Research Expertise

  • biopolitics
  • theories of the state
  • feminist theory
  • relations of reproduction
  • family policy
  • intersectionality
  • migration
  • international history of women's movements
  • development policy
  • Latin America
  • human genetics
  • reproductive medicine

Demographization of the political? An intersectional analysis of German family and migration policies since the 1990s

Past Research Project

This DFG research project examines the increasing importance of demographic knowledge within German family and migration policies since the mid-1990s. The aim is to analyze the scope, elements and dynamics of a new population policy with special attention to the scientific arguments offered for it. The project focuses on the regulation of fertility and immigration as those elements of the new demographic policy which are debated and/or implemented in order to influence actively the size and composition of the national population. By integrating family and migration policies it becomes possible to develop an intersectional perspective on the current biopolitics of the population, without ignoring important differences between these policy fields and the role of demographic knowledge within them. The project employs the concept of demographization as a social studies of science concept which makes it possible to analyze scientific problematizations and strategic political solutions as intertwined elements of political rationalities.

In order to evaluate the scope of this concept for political science purposes, the project combines two different methodological approaches. In the first phase the project uses an inductive approach inspired by interpretative policy analysis. The project maps actors and institutions through time, and analyzes the discourses of demographic policy consultancy since the 1990s: first on the basis of documents from studies conducted within ministries, contract research and consulting think tanks, and second on the basis of qualitative interviews with key actors. The aim of this phase is to identify the range of prevailing demographic rationalities in both policy fields and how they have changed through time. In a second phase the project shifts to a more deductive state-theoretical perspective in order to reconstruct the integration of demographic rationalities within the hegemonic conflict constellations of the two policy fields.

The aim is to understand demographization as part of broader processes of hegemony building and to analyze the dynamics, and also the limits, of demographic rationalities within current German politics.  In the last phase the project uses the outcomes of the project in order to debate and to develop approaches to intersectionality within state theory. This phase aims to investigate which demographic concepts and statistical calculations are applied in order to select and categorize certain groups of the population, which strategies of government are debated and implemented with respect to these groups, and how categories of gender, class ethnicity/race/nationality within the two policy fields and across them intersect here.

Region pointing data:
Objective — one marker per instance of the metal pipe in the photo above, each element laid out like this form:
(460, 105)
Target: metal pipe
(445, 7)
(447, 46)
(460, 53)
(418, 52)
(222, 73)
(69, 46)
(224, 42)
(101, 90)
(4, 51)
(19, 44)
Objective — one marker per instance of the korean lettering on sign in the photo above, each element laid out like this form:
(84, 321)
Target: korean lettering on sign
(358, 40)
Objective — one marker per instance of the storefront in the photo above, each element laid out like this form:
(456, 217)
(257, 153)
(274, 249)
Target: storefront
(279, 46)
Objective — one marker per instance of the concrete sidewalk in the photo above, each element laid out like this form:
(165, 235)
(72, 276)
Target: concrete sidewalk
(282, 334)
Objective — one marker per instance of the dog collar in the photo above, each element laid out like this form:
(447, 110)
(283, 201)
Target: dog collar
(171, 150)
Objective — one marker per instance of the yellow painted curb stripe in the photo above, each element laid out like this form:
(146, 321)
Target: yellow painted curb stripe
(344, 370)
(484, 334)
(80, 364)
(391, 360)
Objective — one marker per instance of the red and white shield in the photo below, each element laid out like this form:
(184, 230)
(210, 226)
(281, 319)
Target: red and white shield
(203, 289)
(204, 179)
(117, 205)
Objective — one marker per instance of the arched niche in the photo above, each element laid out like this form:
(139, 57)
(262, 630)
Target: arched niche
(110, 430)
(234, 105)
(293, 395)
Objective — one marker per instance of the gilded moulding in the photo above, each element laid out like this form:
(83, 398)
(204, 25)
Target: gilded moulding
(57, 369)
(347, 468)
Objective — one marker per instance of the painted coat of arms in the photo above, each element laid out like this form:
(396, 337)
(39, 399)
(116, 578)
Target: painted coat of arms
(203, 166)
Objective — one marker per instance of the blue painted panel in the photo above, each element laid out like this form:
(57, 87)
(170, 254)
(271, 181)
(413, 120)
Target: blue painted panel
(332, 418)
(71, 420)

▶ Task goal
From the research profile above, write out word for word the part that opens with the words containing "The aim is to understand" and closes with "them intersect here.".

▶ Result for this exercise
The aim is to understand demographization as part of broader processes of hegemony building and to analyze the dynamics, and also the limits, of demographic rationalities within current German politics.  In the last phase the project uses the outcomes of the project in order to debate and to develop approaches to intersectionality within state theory. This phase aims to investigate which demographic concepts and statistical calculations are applied in order to select and categorize certain groups of the population, which strategies of government are debated and implemented with respect to these groups, and how categories of gender, class ethnicity/race/nationality within the two policy fields and across them intersect here.